* _Exercise directions_: Each record below must be written out exactly as given.

* _Entries supplied_:
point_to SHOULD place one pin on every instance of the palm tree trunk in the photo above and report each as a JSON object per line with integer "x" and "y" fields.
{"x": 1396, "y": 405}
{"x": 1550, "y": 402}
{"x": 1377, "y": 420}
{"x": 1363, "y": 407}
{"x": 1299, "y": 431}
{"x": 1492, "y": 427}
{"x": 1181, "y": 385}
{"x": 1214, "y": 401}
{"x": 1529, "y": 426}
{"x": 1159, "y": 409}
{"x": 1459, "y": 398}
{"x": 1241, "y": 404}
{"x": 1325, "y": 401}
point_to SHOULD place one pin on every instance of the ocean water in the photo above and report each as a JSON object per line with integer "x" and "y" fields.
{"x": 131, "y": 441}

* _Written response_:
point_to SHOULD place one pin on every instance of the palm tree trunk in the photo above and report each as a JSON object per line with integer "x" and "y" fields.
{"x": 1396, "y": 405}
{"x": 1550, "y": 402}
{"x": 1377, "y": 420}
{"x": 1363, "y": 407}
{"x": 1299, "y": 431}
{"x": 1492, "y": 427}
{"x": 1181, "y": 385}
{"x": 1214, "y": 401}
{"x": 1529, "y": 426}
{"x": 1159, "y": 409}
{"x": 1459, "y": 398}
{"x": 1241, "y": 404}
{"x": 1325, "y": 401}
point_to SHOULD place one pin on every instance of the ocean water in the photo above and report each as a JSON object per line with integer "x" and "y" fields.
{"x": 131, "y": 441}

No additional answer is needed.